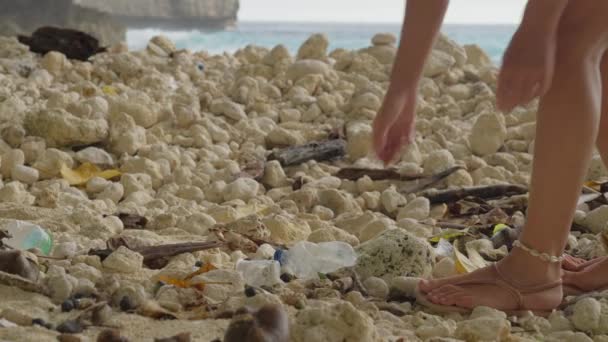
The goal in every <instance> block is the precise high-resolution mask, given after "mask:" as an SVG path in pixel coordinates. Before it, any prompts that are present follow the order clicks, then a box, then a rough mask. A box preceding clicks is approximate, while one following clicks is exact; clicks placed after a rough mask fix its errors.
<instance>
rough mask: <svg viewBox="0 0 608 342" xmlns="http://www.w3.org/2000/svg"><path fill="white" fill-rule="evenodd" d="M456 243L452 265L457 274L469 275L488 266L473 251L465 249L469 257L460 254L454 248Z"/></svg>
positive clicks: (484, 260) (476, 251)
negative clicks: (471, 273)
mask: <svg viewBox="0 0 608 342" xmlns="http://www.w3.org/2000/svg"><path fill="white" fill-rule="evenodd" d="M457 242H458V241H456V242H454V264H455V266H456V271H457V272H458V273H461V274H463V273H471V272H473V271H475V270H477V269H480V268H482V267H486V266H487V265H488V262H487V261H485V260H484V259H483V257H482V256H481V255H480V254H479V252H477V251H476V250H475V249H472V248H468V247H467V254H468V255H469V257H467V256H465V255H464V254H462V253H461V252H460V251H459V250H458V248H457V247H456V245H457Z"/></svg>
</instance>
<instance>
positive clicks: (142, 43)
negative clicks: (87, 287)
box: [127, 22, 516, 63]
mask: <svg viewBox="0 0 608 342" xmlns="http://www.w3.org/2000/svg"><path fill="white" fill-rule="evenodd" d="M400 29H401V27H400V25H399V24H344V23H339V24H329V23H328V24H320V23H255V22H241V23H239V24H238V26H237V27H236V28H234V29H231V30H219V31H161V30H156V29H145V30H130V31H128V33H127V43H128V44H129V47H130V48H131V49H141V48H144V47H145V46H146V44H147V42H148V40H149V39H150V38H152V37H153V36H155V35H158V34H163V35H166V36H167V37H169V38H171V40H173V42H175V44H176V45H177V47H178V48H187V49H190V50H193V51H199V50H206V51H208V52H210V53H223V52H231V53H232V52H235V51H236V50H238V49H240V48H243V47H245V46H247V45H249V44H253V45H258V46H264V47H269V48H272V47H274V46H276V45H278V44H283V45H285V46H286V47H287V48H288V49H289V50H290V51H291V52H292V53H295V52H296V51H297V50H298V47H299V46H300V45H301V44H302V43H303V42H304V41H305V40H306V39H307V38H308V37H310V35H311V34H314V33H319V32H322V33H325V34H327V36H328V37H329V40H330V49H335V48H345V49H360V48H365V47H368V46H370V45H371V38H372V37H373V36H374V34H376V33H379V32H392V33H394V34H396V35H398V34H399V32H400ZM515 29H516V27H515V26H510V25H449V24H448V25H444V27H443V28H442V31H443V32H444V33H445V34H447V35H448V36H449V37H450V38H452V39H454V40H455V41H456V42H458V43H459V44H477V45H479V46H481V47H482V48H483V49H484V50H485V51H486V52H487V53H488V55H490V57H491V58H492V60H493V61H494V62H495V63H500V60H501V57H502V54H503V52H504V50H505V48H506V46H507V44H508V43H509V39H510V38H511V35H512V34H513V33H514V32H515Z"/></svg>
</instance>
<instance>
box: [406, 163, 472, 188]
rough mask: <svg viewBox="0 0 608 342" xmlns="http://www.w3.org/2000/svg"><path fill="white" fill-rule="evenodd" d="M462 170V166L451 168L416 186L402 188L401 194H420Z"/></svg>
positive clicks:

....

▶ Problem details: Copy out the material from its beginning through the line that contains "positive clicks: (484, 260) (476, 251)", including both ends, and omit the pictures from your copy.

▶ Answer box:
The goal in every <instance> block is the precise high-resolution mask, given after "mask:" as an SVG path in pixel coordinates. Before it, any prompts that are present follow the order clicks, then a box, then a rough mask. A box preceding clicks is approximate, while one following clicks is exact; clicks placed after a rough mask fix its errors.
<instance>
rough mask: <svg viewBox="0 0 608 342" xmlns="http://www.w3.org/2000/svg"><path fill="white" fill-rule="evenodd" d="M456 243L452 265L457 274L469 275L488 266L473 251L465 249L469 257L460 254L454 248Z"/></svg>
positive clicks: (484, 260) (476, 251)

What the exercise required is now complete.